Rewrite the lines in the items below as a JSON list of strings, one string per line with blank lines omitted, from the line containing "like x=131 y=326." through the line containing "x=405 y=409", both ends included.
=== Dataset excerpts ===
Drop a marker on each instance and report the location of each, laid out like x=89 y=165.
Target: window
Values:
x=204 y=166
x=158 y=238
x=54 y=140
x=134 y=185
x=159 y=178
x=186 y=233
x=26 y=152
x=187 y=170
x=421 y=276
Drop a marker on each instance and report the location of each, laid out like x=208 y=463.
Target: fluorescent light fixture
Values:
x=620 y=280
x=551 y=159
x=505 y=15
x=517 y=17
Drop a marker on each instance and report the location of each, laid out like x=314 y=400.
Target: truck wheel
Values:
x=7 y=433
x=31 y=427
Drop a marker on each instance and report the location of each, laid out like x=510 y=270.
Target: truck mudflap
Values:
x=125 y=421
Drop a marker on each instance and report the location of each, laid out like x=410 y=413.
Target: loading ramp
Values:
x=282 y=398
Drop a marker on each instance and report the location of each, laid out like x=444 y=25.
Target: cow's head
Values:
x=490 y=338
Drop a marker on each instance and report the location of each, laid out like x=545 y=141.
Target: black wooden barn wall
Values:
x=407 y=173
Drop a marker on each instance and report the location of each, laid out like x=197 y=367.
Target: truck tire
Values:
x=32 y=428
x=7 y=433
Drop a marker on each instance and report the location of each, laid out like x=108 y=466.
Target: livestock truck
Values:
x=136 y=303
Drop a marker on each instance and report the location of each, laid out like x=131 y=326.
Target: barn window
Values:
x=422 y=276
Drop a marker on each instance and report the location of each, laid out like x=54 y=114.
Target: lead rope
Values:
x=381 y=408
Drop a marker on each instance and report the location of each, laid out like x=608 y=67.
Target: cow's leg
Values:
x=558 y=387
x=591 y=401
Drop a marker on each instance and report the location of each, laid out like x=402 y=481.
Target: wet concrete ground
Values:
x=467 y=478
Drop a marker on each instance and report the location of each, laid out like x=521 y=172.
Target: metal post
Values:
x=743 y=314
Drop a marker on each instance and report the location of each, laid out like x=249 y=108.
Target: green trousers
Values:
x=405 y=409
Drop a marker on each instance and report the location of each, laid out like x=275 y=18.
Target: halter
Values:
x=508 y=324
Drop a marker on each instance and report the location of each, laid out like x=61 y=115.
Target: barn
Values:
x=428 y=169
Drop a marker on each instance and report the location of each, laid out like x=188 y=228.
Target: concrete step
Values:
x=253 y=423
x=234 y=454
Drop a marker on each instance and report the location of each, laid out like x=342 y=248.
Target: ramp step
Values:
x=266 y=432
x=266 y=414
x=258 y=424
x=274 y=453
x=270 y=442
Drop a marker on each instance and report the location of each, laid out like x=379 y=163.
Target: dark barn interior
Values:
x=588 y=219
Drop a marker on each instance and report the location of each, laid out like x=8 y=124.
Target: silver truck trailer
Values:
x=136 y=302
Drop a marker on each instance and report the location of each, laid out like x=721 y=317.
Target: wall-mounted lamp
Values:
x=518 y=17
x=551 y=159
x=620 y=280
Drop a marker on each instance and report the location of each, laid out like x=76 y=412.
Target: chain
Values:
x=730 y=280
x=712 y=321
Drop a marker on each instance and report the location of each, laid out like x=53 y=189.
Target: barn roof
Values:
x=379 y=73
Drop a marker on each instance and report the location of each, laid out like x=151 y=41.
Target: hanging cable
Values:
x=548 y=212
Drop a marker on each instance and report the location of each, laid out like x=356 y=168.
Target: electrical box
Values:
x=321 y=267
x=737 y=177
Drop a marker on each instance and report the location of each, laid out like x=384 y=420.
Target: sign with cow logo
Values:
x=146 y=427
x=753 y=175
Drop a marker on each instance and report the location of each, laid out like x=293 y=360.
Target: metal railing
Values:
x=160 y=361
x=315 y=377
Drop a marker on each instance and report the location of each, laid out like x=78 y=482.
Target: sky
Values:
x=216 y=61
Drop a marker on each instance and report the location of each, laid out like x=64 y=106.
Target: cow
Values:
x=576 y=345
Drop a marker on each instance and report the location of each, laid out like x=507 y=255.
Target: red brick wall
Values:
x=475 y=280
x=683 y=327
===
=== Dataset excerpts ===
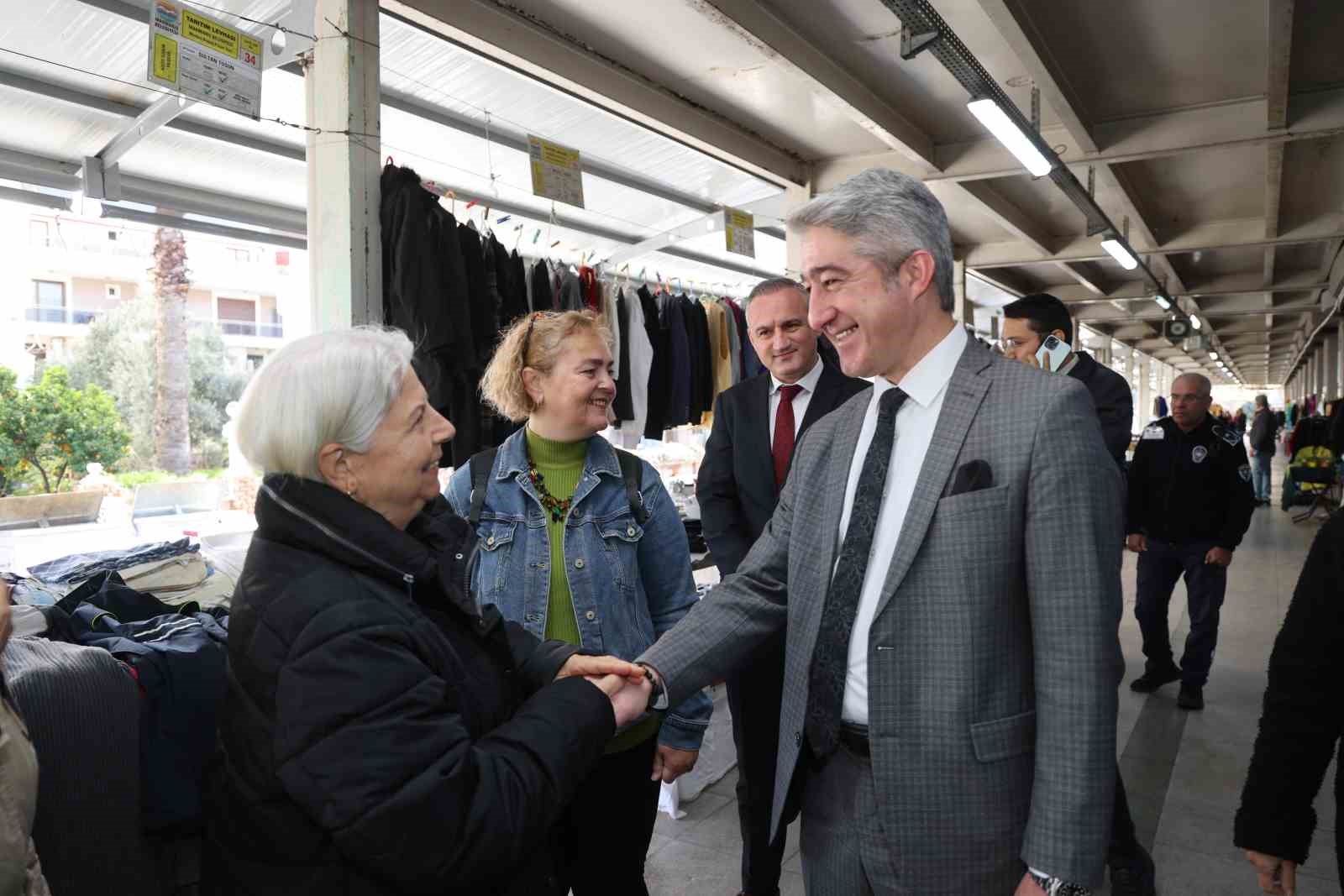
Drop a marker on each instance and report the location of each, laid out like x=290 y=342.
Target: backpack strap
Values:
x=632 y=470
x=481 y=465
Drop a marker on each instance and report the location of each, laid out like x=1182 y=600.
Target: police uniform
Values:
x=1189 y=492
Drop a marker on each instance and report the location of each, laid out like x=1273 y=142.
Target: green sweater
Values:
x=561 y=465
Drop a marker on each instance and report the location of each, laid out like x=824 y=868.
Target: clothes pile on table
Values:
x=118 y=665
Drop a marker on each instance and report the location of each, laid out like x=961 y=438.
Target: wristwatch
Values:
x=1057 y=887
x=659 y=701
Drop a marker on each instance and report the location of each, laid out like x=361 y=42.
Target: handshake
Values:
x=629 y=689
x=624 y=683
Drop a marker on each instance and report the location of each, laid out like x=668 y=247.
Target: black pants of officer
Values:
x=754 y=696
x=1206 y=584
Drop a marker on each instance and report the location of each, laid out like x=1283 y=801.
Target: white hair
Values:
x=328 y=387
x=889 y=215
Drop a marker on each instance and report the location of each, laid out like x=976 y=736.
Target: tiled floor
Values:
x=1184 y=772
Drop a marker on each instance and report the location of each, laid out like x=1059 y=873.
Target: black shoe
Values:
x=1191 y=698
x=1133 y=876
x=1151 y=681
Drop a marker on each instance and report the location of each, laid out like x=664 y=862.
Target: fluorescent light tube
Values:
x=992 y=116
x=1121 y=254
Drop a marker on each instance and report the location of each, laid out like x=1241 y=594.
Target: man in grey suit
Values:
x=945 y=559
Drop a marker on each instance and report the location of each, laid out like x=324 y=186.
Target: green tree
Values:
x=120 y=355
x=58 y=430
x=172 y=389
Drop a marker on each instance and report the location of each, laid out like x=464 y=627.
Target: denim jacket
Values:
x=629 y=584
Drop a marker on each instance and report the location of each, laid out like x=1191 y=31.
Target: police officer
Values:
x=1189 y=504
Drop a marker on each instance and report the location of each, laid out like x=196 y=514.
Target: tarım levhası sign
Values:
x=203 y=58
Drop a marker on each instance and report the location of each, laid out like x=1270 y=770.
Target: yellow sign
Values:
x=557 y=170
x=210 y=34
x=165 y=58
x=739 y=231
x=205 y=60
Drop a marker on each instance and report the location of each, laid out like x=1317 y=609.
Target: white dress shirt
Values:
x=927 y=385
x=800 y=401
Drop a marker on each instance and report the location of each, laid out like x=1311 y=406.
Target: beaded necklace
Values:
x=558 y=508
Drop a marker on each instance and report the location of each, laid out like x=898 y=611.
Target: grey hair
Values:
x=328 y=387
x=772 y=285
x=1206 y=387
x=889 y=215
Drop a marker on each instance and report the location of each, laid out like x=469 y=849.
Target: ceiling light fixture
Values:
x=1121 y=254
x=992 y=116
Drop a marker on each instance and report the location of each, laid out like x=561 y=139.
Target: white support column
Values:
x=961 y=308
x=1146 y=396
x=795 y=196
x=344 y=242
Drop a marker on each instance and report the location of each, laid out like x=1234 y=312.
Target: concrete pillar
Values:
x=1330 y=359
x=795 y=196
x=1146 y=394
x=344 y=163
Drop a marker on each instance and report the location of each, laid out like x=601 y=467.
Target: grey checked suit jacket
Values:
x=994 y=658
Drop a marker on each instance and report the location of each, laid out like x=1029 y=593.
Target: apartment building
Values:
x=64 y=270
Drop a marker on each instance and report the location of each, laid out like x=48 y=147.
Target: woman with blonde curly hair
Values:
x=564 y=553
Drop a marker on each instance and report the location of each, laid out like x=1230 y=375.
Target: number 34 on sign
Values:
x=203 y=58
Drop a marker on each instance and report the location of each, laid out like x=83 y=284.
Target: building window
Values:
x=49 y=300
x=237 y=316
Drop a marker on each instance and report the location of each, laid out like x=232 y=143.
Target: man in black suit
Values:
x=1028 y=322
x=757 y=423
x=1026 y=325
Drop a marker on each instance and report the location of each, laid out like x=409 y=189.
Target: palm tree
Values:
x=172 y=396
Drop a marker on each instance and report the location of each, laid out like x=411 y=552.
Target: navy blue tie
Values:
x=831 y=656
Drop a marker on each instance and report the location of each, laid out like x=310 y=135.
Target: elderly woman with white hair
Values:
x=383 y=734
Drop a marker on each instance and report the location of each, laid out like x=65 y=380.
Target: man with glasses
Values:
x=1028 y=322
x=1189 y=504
===
=== Dataset excerpts ===
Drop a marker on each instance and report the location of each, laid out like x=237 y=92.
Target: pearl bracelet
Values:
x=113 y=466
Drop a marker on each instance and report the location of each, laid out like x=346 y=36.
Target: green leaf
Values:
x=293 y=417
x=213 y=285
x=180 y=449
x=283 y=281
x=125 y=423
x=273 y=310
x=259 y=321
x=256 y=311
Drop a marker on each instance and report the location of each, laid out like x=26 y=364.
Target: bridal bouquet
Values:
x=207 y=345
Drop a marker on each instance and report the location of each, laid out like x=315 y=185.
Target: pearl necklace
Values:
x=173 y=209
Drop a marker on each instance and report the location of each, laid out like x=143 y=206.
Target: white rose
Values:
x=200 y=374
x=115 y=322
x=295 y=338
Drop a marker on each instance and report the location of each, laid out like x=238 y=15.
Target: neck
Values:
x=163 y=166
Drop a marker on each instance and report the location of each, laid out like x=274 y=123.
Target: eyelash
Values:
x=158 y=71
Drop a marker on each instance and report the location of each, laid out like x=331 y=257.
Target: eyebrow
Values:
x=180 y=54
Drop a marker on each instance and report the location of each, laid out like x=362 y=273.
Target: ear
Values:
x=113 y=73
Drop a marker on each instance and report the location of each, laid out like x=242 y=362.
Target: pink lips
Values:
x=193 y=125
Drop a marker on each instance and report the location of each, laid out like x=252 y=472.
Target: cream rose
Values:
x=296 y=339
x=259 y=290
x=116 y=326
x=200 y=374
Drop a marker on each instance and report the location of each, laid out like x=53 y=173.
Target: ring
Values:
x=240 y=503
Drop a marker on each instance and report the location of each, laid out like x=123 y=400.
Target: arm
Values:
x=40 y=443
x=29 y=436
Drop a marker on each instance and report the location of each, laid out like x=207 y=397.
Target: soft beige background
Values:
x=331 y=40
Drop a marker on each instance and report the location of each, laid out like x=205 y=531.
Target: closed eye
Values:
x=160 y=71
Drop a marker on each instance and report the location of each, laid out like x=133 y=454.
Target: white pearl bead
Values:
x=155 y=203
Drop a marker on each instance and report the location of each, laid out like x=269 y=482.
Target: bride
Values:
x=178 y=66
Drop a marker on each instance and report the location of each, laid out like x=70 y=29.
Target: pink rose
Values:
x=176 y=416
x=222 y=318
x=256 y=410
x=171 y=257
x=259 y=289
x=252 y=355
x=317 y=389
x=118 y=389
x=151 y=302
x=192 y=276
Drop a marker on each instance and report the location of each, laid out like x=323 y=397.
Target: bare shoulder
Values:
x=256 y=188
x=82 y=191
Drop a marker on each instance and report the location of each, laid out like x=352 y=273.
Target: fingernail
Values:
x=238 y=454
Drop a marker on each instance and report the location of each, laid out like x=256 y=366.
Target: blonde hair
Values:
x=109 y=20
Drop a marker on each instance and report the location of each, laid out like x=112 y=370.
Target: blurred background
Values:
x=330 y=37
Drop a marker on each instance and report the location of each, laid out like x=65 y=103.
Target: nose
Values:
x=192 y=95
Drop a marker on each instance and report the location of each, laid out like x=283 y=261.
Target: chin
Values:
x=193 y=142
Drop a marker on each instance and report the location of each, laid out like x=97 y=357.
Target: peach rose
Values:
===
=== Task solution ===
[
  "Drop a marker on each instance and report the location of each, laid out like x=131 y=326.",
  "Target: barn window",
  "Values:",
  "x=422 y=276",
  "Drop a marker on each instance and report the location of each, laid out like x=54 y=114.",
  "Target: lead rope",
  "Values:",
  "x=381 y=408",
  "Drop a marker on each instance and report the location of each, laid out like x=608 y=67.",
  "Target: cow's leg",
  "Values:",
  "x=558 y=387",
  "x=591 y=401",
  "Drop a marker on each instance and report the location of each, laid out like x=402 y=481.",
  "Target: wet concrete ground",
  "Values:",
  "x=467 y=478",
  "Drop a marker on each instance and report the location of each, laid out like x=521 y=172.",
  "Target: metal post",
  "Values:",
  "x=743 y=314",
  "Drop a marker on each instance and report the location of each, laid out like x=249 y=108.",
  "Target: green trousers",
  "Values:",
  "x=405 y=409"
]